#### DESCRIPTION OF THE TASK:
Extract every line of the data below that contains the string "pole", and treat the match as case-sensitive.

#### SUPPLIED RECORDS:
--

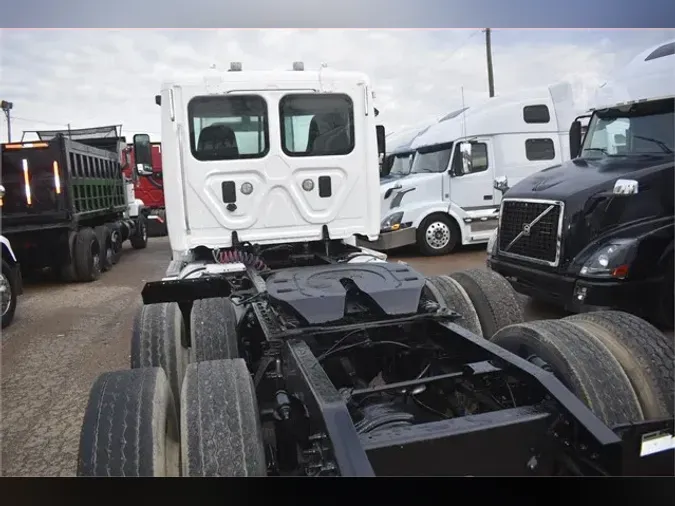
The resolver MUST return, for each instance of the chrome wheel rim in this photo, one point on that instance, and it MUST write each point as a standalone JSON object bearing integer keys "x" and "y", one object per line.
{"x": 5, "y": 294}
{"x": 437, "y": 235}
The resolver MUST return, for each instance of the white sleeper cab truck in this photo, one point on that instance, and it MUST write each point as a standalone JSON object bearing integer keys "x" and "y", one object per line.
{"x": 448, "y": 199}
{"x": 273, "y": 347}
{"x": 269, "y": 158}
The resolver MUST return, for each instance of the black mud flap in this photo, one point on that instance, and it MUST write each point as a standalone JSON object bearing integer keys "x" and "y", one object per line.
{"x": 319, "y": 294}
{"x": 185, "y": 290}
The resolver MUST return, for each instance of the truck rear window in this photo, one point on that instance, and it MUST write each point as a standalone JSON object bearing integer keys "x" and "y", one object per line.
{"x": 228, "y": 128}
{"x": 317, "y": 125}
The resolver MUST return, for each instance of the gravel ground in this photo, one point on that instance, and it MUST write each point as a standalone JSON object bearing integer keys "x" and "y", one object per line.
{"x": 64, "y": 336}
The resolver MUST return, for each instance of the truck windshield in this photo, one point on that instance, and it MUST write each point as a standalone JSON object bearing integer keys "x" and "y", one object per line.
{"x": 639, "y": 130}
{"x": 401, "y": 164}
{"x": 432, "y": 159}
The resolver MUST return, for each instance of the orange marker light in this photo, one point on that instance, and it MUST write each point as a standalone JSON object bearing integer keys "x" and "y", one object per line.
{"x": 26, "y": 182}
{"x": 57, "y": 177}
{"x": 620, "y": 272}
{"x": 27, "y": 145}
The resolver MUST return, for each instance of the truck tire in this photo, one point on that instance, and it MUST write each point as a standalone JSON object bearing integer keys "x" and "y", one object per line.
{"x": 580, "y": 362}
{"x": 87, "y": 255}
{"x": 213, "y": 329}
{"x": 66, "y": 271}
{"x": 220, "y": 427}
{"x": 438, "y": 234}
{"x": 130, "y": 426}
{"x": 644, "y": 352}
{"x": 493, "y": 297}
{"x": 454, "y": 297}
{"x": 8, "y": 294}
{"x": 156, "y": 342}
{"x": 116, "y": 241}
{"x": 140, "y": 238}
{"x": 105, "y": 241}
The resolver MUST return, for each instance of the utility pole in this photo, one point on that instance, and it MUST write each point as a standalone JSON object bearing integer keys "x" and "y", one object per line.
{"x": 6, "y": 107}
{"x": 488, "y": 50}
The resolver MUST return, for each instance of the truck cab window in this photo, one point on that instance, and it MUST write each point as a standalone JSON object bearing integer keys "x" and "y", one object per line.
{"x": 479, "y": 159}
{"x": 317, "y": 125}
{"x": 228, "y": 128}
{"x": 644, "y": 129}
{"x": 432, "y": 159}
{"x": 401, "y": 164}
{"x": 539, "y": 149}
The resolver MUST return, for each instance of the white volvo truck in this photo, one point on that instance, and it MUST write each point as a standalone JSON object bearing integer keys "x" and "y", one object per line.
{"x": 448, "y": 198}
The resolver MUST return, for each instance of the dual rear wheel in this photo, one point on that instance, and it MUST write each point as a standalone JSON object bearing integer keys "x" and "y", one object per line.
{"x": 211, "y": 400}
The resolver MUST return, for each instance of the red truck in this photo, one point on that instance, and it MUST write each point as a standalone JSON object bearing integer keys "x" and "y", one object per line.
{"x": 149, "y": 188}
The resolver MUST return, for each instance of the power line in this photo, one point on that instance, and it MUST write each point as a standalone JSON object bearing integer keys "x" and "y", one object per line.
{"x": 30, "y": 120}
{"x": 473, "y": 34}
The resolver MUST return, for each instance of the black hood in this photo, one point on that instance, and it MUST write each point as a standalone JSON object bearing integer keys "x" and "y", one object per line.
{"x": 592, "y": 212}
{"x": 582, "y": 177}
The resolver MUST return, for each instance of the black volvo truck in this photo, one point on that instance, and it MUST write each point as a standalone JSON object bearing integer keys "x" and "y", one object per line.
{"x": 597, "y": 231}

--

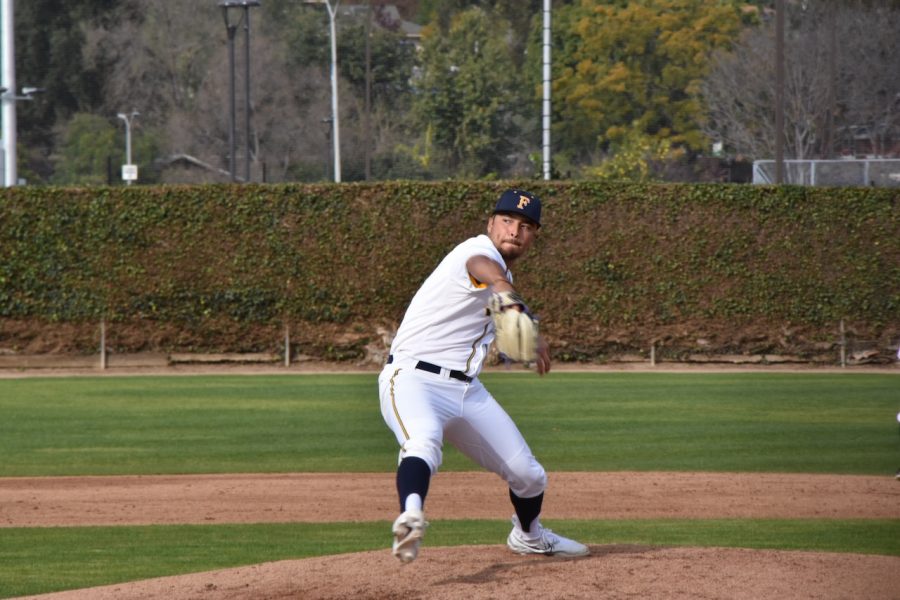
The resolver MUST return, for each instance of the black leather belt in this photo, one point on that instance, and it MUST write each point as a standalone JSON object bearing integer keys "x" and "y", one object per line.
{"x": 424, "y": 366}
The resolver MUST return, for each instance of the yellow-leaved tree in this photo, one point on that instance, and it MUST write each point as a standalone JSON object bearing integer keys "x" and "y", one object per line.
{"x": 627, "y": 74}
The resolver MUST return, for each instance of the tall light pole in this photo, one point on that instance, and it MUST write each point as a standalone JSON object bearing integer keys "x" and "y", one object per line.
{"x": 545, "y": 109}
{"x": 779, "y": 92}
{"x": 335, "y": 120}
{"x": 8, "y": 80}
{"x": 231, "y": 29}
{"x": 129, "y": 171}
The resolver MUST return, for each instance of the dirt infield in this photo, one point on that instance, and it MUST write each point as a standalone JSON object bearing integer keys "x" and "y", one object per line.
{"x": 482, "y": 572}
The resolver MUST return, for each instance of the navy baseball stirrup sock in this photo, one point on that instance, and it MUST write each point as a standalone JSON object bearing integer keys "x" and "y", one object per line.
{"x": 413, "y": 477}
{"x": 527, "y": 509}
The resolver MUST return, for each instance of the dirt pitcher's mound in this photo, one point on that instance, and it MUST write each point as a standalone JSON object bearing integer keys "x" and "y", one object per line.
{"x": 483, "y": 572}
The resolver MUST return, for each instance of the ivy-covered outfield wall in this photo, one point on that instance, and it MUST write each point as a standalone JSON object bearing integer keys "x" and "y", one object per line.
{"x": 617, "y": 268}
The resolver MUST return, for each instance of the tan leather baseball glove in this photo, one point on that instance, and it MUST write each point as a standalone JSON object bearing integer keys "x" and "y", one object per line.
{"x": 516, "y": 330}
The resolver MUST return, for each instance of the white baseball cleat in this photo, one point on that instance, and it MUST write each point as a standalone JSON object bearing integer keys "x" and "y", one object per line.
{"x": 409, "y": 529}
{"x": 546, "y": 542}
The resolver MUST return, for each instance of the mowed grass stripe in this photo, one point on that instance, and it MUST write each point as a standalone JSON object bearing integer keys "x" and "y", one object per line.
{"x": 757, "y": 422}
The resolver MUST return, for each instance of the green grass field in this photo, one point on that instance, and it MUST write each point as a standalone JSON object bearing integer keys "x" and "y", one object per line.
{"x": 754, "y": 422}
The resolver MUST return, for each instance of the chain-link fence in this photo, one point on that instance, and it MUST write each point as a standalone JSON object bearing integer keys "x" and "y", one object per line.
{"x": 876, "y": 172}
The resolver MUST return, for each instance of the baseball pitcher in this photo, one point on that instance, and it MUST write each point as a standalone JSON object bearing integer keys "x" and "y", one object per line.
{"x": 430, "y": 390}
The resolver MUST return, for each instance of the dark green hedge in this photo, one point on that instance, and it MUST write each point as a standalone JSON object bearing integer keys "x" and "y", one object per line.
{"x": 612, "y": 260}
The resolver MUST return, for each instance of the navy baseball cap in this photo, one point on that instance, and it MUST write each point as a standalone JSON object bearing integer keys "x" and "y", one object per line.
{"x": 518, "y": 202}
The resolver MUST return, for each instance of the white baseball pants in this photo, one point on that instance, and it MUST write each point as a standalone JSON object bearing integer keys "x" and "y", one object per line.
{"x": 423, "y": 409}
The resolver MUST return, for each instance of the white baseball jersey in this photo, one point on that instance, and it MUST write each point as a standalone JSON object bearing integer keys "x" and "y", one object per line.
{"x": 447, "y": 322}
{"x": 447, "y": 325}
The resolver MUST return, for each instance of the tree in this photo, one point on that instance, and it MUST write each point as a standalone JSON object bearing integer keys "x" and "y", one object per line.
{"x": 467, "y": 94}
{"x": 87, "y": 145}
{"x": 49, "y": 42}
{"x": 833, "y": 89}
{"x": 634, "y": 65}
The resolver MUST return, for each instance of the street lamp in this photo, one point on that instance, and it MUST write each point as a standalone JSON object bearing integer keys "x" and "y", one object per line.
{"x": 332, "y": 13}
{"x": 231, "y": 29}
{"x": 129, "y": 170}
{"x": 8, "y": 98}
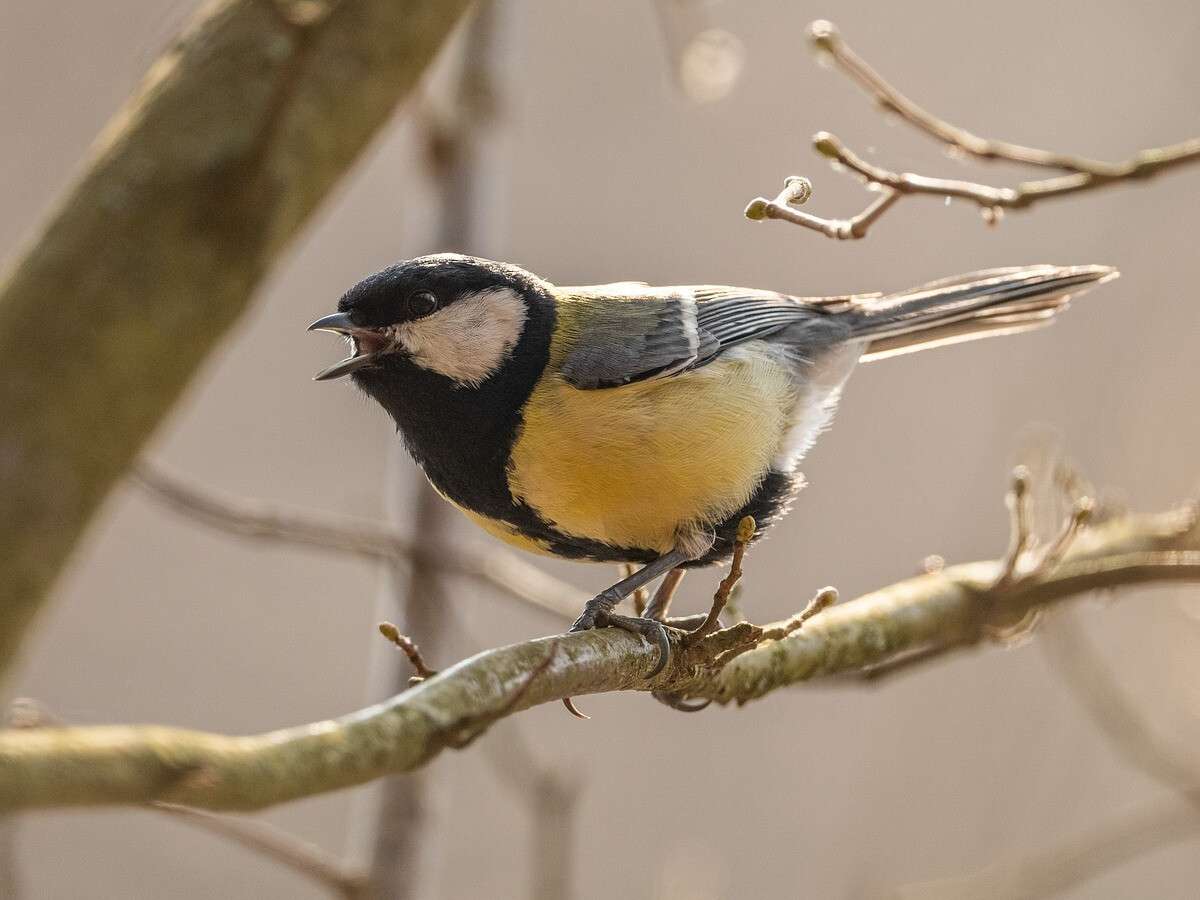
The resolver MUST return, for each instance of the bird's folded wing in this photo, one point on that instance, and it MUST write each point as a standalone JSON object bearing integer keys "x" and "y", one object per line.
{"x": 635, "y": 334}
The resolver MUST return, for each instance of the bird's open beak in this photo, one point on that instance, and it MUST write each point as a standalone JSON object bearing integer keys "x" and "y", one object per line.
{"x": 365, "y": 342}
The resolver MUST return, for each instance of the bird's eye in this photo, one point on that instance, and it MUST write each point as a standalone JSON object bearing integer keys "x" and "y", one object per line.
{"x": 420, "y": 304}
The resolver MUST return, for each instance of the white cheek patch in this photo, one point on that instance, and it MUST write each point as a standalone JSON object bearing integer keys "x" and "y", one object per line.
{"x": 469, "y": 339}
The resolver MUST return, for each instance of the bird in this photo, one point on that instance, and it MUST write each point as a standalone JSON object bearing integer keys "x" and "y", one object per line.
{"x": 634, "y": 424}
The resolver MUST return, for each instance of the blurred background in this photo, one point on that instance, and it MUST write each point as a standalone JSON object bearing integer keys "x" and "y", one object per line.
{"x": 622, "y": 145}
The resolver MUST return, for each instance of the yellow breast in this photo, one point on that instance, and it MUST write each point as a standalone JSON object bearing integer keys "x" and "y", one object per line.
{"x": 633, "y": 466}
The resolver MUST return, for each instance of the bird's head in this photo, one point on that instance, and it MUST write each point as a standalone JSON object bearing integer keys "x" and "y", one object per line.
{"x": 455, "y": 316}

--

#### FINAL RESULT:
The resolver MUST return, for each instance of the utility pole in this photo, one point on that instance, and it MUST write each point as a standalone JSON object bearing integer keys "x" and "y", one object per line.
The resolver MUST return, for each instance of the tall light pole in this photo, one point on that instance, and it MUST write each point as a standalone JSON object bearing integer keys "x" and "y", one object per line.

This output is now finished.